[Start RECORDS TO PROCESS]
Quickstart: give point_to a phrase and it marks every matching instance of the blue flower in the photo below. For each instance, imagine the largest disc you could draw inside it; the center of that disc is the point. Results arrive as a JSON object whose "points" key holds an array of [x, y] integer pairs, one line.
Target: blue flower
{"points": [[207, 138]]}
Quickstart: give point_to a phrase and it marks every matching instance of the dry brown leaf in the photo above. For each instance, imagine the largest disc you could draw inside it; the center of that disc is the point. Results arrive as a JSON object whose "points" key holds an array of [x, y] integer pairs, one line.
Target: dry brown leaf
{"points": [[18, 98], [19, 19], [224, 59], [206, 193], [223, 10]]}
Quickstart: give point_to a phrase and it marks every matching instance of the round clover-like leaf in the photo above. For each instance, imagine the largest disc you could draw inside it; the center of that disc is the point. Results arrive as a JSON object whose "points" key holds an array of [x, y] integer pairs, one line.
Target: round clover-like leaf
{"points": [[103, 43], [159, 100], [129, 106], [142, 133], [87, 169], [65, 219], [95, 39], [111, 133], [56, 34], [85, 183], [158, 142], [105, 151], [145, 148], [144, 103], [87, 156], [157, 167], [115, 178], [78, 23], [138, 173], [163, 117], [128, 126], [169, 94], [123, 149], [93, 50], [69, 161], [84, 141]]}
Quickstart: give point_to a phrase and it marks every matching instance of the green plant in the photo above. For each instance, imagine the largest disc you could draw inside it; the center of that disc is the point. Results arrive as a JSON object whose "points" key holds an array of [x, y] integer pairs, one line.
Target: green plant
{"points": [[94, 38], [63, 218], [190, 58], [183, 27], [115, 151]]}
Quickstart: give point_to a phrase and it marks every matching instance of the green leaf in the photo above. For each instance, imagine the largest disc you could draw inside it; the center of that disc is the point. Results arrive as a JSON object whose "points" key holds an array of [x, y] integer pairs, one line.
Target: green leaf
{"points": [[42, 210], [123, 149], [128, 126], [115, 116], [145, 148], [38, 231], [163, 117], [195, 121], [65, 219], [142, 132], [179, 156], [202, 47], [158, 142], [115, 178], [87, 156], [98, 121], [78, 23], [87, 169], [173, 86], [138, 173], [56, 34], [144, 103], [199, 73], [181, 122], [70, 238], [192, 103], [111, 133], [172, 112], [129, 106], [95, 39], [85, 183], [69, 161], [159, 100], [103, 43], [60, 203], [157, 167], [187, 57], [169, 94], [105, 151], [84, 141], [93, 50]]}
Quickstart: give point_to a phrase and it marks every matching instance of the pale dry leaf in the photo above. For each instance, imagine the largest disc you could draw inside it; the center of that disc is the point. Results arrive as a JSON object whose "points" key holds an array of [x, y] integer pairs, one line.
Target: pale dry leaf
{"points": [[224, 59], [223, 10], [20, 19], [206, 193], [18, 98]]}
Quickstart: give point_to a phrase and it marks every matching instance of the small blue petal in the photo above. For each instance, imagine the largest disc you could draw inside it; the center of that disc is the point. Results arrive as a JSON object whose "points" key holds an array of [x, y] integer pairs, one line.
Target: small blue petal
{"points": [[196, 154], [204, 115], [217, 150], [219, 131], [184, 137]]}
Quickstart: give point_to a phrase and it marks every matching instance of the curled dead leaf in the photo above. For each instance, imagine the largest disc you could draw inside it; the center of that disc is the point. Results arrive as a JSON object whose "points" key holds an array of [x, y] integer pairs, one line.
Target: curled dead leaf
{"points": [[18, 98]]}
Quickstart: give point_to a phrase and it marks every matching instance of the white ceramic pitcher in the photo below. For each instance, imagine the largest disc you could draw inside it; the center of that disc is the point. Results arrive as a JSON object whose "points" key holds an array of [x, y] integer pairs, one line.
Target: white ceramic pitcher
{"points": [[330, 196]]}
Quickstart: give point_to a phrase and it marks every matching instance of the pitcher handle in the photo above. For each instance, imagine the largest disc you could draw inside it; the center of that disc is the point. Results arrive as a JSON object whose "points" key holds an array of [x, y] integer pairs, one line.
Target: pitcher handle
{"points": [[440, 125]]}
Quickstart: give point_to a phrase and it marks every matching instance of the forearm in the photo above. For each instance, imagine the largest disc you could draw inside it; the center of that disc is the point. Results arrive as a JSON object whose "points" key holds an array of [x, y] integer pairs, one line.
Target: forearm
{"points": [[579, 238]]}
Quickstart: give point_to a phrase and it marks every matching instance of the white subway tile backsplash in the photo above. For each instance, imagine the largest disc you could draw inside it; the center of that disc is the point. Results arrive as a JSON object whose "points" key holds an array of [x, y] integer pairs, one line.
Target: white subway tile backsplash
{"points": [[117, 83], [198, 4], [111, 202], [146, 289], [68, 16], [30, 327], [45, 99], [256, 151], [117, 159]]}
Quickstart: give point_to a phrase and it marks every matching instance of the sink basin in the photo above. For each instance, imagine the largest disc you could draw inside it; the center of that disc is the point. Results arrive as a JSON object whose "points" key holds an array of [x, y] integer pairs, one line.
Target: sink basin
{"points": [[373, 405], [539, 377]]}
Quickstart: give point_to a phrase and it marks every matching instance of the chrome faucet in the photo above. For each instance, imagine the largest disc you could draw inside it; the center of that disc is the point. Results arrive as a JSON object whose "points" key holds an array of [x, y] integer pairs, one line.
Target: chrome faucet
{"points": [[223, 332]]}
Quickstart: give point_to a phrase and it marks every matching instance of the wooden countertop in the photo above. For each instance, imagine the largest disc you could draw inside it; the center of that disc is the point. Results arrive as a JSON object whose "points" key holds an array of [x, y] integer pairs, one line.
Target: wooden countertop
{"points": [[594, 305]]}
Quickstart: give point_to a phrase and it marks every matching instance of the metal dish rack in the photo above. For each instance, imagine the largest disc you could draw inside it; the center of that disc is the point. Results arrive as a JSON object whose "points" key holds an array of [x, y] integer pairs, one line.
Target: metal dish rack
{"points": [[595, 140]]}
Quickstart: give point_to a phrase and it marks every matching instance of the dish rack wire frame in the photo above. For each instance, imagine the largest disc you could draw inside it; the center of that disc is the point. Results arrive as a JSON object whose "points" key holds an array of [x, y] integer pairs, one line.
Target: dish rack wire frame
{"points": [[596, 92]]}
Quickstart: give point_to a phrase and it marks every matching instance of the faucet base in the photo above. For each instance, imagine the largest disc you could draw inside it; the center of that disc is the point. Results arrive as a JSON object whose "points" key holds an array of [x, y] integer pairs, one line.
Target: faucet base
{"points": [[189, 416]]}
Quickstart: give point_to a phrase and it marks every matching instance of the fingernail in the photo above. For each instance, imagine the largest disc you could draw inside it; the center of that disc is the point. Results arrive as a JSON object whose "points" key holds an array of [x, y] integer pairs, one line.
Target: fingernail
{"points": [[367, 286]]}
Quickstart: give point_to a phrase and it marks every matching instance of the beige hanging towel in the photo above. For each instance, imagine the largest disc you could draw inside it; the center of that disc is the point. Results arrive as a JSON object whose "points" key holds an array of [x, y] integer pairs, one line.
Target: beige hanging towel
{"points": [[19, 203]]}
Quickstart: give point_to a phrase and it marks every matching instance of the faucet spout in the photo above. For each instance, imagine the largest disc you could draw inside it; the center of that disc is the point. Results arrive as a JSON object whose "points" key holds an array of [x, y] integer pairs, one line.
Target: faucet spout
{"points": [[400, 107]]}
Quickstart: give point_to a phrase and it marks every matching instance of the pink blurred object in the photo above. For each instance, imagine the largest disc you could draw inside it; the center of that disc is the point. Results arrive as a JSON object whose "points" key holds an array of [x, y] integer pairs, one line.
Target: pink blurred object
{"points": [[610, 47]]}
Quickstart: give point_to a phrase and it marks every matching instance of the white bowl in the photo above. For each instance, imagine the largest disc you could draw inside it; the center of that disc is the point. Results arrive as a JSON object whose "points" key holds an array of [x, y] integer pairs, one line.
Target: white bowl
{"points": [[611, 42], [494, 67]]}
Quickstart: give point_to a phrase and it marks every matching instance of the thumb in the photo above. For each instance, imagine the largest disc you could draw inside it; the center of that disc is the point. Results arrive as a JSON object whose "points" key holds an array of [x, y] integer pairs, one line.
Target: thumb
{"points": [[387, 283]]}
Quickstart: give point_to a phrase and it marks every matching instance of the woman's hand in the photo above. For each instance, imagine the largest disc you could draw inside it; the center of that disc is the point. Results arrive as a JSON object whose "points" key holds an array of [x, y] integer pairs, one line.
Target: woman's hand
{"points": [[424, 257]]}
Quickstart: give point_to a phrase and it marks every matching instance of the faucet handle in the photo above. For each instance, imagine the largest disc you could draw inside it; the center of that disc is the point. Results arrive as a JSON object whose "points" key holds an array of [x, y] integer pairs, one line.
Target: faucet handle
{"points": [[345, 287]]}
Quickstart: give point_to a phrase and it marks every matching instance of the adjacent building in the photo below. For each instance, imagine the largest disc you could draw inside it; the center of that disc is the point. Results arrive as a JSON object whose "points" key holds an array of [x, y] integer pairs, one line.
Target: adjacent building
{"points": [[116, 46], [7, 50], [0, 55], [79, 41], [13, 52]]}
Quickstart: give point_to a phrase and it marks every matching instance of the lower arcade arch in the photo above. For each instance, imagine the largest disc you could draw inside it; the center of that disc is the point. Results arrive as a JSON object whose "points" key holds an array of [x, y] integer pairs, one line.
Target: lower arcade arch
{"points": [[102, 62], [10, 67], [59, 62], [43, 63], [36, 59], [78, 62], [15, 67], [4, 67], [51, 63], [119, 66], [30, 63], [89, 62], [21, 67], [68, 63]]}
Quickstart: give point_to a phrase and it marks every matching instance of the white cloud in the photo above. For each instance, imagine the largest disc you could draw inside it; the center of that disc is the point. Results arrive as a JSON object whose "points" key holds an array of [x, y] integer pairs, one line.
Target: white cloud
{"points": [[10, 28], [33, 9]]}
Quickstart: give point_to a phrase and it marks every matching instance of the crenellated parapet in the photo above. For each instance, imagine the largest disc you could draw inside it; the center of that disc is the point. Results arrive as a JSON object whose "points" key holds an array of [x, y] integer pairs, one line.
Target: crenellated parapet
[End RECORDS TO PROCESS]
WHAT TO PRODUCE →
Repeat exactly, and only, the lines from the line with "of the woman's" through the end of the listing above, both ends included.

ANSWER FOR THIS EXERCISE →
Quickstart: give point_to a phrase and it marks every matching instance of the woman's hand in the photo above. For each instance, imagine the largest disc you could draw inside it; the center of that disc is the point. Results arrive as a JSON object whose "points" key holds an array of [x, y] integer pairs, one line.
Target: woman's hand
{"points": [[424, 257]]}
Quickstart: give point_to a phrase and it marks every matching instance of the faucet handle in the photo above. For each instance, imagine the largest disc you could draw inside it; the center of that disc is the point. Results arrive as a JSON object whose "points" key holds an array of [x, y] integer pairs, one line.
Target: faucet handle
{"points": [[345, 287]]}
Quickstart: give point_to a phrase and it marks every matching instance of the adjacent building in the photo below. For each instance, imagine the largest disc you could draw inside it; the center of that disc is the point. Results arrive as a JSON object whose "points" key holds an array of [x, y] integer pairs, one line.
Target: adjacent building
{"points": [[116, 46], [7, 50], [0, 55], [79, 41], [13, 52]]}
Quickstart: give point_to a phrase and it marks every matching instance of the lower arcade arch in the photo above. For each instance, imagine the largest disc you could draw inside it; the center of that disc is the point. Results arrive as a JSON object whose "points" key holds an array of [x, y] integer pairs, one line.
Target: lower arcade arch
{"points": [[102, 62], [10, 67], [59, 62], [43, 63], [36, 59], [78, 62], [15, 67], [4, 67], [51, 63], [119, 66], [30, 63], [89, 62], [21, 67], [68, 63]]}
Quickstart: give point_to a phrase and it marks every matching instance of the white cloud in the photo above. For each instance, imagine the largest disc you could draw inside it; the center of that disc is the point. Results arrive as a JSON object whose "points" key holds an array of [x, y] integer pairs, one line.
Target: white cloud
{"points": [[10, 28], [33, 9]]}
Quickstart: give point_to a phrase and it marks every matching instance of the crenellated parapet in the photo above. For each instance, imagine the largest disc you could draw inside it; the center of that disc is the point. Results arrive as a JSON object whose "points" key holds an array of [x, y] integer pairs, one line.
Target: crenellated parapet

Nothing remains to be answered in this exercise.